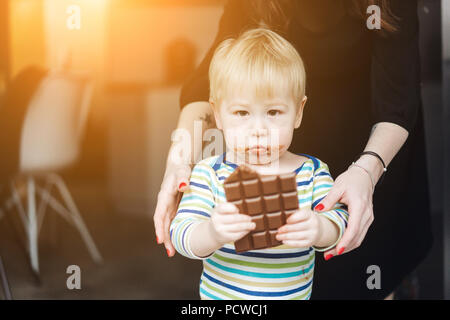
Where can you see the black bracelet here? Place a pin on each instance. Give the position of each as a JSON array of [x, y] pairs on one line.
[[379, 158]]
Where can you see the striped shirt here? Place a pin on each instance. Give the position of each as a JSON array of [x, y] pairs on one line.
[[280, 272]]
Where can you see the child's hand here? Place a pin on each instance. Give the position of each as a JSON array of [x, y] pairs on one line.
[[228, 225], [302, 229]]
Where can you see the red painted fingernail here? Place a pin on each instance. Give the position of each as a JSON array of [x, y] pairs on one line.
[[319, 207]]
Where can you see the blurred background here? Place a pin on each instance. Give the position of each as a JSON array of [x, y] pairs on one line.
[[95, 83]]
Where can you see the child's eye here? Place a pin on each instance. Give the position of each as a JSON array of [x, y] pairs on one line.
[[273, 112], [241, 113]]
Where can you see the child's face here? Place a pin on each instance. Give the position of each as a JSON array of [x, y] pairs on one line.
[[258, 130]]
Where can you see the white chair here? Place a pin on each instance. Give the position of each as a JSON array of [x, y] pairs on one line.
[[50, 141]]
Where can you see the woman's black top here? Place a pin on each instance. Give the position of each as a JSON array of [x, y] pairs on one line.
[[357, 77]]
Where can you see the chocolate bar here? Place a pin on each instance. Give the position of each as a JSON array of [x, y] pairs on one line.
[[268, 199]]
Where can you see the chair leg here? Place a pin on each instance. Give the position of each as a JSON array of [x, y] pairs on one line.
[[5, 283], [77, 219], [32, 226]]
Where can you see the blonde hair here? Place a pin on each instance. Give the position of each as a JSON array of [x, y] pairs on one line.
[[259, 58]]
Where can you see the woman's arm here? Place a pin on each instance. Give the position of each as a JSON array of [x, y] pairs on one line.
[[178, 170], [193, 101], [395, 77], [382, 132]]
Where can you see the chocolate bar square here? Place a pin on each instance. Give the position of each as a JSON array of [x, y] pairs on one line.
[[268, 199]]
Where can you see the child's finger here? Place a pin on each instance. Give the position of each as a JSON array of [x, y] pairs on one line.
[[297, 235], [240, 227], [293, 227], [297, 243], [234, 218], [226, 208], [183, 174], [298, 216]]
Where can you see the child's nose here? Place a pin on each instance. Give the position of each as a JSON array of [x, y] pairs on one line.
[[259, 132]]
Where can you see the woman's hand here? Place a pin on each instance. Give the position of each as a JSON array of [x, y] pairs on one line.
[[176, 180], [302, 229], [228, 225], [354, 189]]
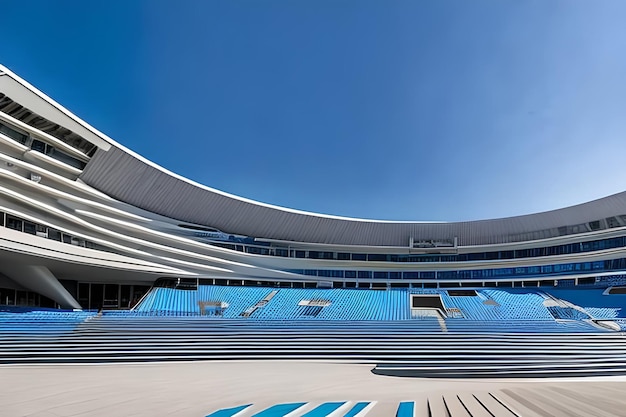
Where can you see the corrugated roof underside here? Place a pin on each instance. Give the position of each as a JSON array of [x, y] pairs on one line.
[[128, 179]]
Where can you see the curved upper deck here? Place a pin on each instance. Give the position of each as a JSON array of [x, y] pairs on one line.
[[134, 180]]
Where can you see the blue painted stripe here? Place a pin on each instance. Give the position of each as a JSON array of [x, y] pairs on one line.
[[228, 412], [323, 410], [279, 410], [405, 409], [358, 407]]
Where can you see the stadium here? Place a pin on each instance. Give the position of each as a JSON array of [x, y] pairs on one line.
[[109, 259]]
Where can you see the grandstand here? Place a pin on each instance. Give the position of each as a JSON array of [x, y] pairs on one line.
[[106, 257]]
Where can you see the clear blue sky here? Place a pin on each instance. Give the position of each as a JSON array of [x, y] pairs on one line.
[[405, 110]]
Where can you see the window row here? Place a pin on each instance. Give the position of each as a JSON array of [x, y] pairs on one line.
[[570, 248], [16, 223], [39, 146]]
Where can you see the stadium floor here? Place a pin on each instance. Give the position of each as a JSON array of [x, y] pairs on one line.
[[201, 388]]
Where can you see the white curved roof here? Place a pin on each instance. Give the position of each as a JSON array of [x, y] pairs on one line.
[[136, 181], [128, 177]]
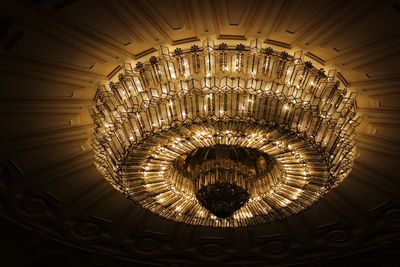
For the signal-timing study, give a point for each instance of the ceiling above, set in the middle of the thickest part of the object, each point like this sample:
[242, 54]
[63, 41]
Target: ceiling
[56, 208]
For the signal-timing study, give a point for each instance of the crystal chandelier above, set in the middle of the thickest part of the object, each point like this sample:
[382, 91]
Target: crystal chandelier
[223, 135]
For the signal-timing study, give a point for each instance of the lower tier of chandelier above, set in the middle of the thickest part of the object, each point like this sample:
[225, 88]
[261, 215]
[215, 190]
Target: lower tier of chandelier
[224, 175]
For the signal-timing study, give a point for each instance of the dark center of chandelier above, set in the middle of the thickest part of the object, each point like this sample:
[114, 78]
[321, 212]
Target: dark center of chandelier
[223, 174]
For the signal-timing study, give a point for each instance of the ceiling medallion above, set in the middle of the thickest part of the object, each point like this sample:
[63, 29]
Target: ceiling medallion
[224, 136]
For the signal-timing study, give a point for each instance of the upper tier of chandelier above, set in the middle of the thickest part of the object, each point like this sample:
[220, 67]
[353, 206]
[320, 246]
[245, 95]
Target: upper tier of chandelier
[293, 118]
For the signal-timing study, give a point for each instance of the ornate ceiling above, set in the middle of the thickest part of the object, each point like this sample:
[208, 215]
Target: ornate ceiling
[55, 206]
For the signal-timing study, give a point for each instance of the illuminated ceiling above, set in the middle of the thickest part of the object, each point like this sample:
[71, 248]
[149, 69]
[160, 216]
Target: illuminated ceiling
[55, 53]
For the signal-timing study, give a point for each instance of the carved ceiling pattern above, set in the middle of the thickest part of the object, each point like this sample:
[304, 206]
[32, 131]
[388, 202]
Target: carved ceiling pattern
[53, 53]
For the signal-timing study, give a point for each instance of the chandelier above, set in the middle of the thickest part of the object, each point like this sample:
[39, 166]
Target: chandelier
[224, 136]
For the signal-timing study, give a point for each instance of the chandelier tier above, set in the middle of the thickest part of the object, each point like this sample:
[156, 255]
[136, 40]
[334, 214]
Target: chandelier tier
[224, 136]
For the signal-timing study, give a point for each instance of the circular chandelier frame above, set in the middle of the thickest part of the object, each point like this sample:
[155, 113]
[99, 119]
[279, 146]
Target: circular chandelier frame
[244, 96]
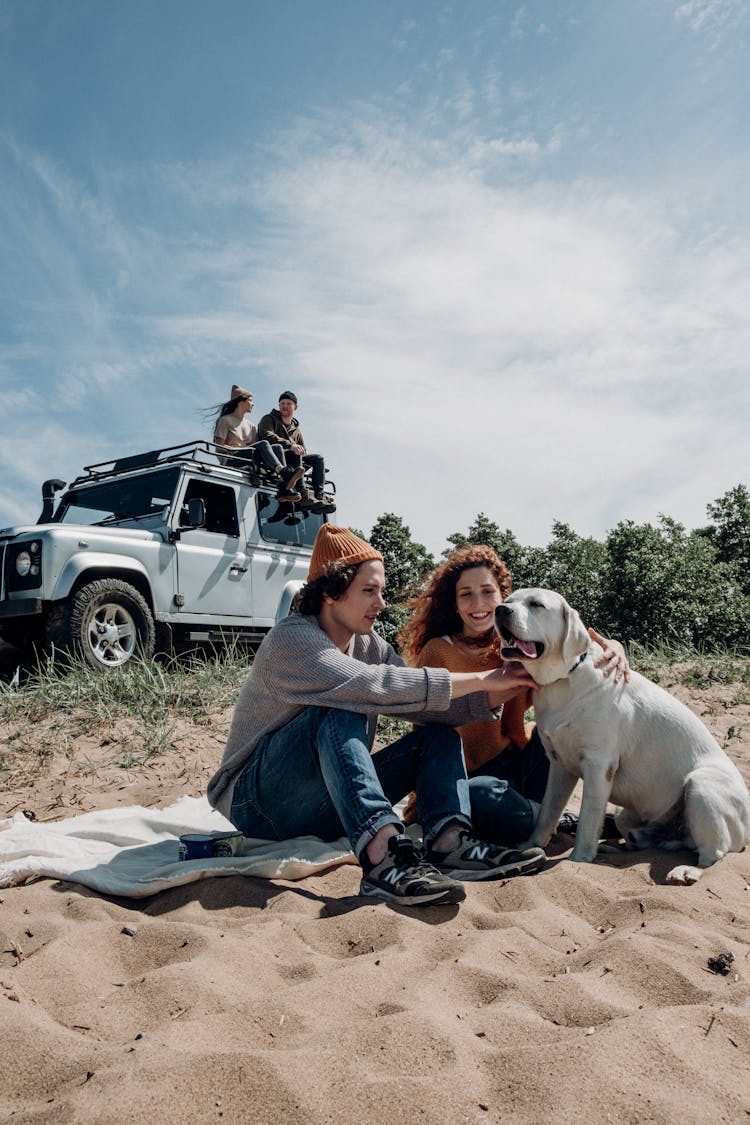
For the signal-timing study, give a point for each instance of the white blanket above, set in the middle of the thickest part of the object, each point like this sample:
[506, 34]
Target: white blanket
[133, 852]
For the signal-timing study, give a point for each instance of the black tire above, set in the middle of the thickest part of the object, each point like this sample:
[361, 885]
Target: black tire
[107, 623]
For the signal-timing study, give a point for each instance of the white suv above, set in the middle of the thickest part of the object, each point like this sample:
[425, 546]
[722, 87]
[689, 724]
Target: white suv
[153, 548]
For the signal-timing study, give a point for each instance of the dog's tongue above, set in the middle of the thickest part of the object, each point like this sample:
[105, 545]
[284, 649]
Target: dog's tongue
[527, 647]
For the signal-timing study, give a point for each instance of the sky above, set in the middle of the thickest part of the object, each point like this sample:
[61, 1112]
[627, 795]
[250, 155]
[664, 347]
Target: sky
[499, 251]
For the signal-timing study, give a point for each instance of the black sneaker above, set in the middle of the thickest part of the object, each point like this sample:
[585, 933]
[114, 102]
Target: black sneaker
[324, 503]
[404, 876]
[287, 496]
[473, 860]
[290, 476]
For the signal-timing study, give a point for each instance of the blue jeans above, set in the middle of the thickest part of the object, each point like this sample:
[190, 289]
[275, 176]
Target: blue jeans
[315, 776]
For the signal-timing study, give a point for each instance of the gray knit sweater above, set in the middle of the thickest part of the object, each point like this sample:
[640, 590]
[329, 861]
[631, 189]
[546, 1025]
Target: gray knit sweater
[297, 666]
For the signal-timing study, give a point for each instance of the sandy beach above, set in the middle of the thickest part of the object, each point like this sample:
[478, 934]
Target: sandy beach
[581, 993]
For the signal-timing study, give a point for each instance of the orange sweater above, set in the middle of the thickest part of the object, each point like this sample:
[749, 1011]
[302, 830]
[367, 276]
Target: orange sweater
[481, 740]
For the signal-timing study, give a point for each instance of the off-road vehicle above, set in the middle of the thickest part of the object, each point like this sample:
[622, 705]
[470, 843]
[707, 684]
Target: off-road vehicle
[163, 547]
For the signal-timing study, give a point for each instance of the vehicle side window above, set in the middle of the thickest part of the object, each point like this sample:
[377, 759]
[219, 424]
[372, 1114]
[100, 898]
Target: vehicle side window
[220, 506]
[285, 523]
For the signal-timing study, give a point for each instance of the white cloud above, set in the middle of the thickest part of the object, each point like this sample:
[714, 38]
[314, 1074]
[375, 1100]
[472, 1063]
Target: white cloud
[459, 342]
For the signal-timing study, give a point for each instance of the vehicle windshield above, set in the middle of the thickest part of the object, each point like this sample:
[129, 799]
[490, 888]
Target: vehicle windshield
[116, 501]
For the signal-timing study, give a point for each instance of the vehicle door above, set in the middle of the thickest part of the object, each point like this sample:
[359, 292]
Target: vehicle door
[279, 543]
[214, 577]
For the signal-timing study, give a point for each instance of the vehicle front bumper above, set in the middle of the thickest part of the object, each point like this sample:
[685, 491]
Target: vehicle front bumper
[20, 608]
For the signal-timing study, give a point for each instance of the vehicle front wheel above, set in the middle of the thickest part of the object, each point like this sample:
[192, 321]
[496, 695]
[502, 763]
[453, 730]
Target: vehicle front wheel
[107, 622]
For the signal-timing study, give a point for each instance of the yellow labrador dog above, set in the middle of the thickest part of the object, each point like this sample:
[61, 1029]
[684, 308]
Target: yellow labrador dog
[632, 744]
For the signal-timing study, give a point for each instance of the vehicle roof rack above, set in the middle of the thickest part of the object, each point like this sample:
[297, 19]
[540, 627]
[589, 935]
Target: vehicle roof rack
[205, 453]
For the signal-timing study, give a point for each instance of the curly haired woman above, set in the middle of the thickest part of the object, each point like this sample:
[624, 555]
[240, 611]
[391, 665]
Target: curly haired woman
[452, 627]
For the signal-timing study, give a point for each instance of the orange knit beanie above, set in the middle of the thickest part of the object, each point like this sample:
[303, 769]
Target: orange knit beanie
[339, 545]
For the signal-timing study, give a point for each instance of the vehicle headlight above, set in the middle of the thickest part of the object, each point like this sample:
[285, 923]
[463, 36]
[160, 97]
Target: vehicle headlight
[23, 564]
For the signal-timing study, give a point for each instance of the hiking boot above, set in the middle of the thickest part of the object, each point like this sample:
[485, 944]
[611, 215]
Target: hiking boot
[290, 476]
[324, 503]
[473, 860]
[404, 876]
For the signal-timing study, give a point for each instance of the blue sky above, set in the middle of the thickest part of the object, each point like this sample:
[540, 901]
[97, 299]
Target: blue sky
[498, 250]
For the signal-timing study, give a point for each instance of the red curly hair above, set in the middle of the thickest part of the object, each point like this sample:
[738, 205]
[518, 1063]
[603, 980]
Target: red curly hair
[434, 612]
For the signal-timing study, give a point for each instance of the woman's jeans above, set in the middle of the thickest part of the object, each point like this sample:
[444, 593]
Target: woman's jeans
[315, 776]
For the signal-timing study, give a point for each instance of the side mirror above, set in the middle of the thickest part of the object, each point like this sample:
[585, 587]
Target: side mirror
[48, 489]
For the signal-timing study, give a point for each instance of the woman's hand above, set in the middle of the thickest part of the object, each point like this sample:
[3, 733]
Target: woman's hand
[613, 658]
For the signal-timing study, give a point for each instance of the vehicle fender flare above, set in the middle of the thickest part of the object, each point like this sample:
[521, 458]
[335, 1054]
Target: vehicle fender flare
[101, 565]
[288, 594]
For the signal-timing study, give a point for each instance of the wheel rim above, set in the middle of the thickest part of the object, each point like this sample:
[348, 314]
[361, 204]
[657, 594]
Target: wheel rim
[113, 635]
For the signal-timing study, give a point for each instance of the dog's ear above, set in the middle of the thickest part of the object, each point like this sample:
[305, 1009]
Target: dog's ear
[575, 636]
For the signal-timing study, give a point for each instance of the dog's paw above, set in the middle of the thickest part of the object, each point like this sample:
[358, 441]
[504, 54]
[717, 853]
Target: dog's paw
[684, 875]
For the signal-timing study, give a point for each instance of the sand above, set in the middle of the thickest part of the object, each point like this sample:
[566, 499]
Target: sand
[579, 993]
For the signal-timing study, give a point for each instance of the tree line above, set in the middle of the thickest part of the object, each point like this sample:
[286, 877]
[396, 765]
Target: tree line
[653, 585]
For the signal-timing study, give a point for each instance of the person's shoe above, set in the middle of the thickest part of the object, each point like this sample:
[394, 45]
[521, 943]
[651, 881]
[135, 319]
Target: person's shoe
[287, 496]
[307, 501]
[290, 476]
[473, 860]
[568, 824]
[404, 876]
[324, 503]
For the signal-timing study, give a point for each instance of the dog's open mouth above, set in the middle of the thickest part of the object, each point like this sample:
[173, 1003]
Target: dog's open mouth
[517, 649]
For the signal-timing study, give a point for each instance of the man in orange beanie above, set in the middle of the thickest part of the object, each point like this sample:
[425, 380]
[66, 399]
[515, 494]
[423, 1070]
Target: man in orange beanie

=====

**DESCRIPTION OF THE TASK:**
Output exactly the lines between the one containing "instance of the man" and the final line above, both inclusive.

**TASK ANSWER:**
For the signal-timing study, give a point for each instance of the man in orange beanie above, set in the middle of the thickest part of the object, each point like this sample:
[425, 380]
[66, 399]
[515, 494]
[423, 1070]
Target: man in orange beanie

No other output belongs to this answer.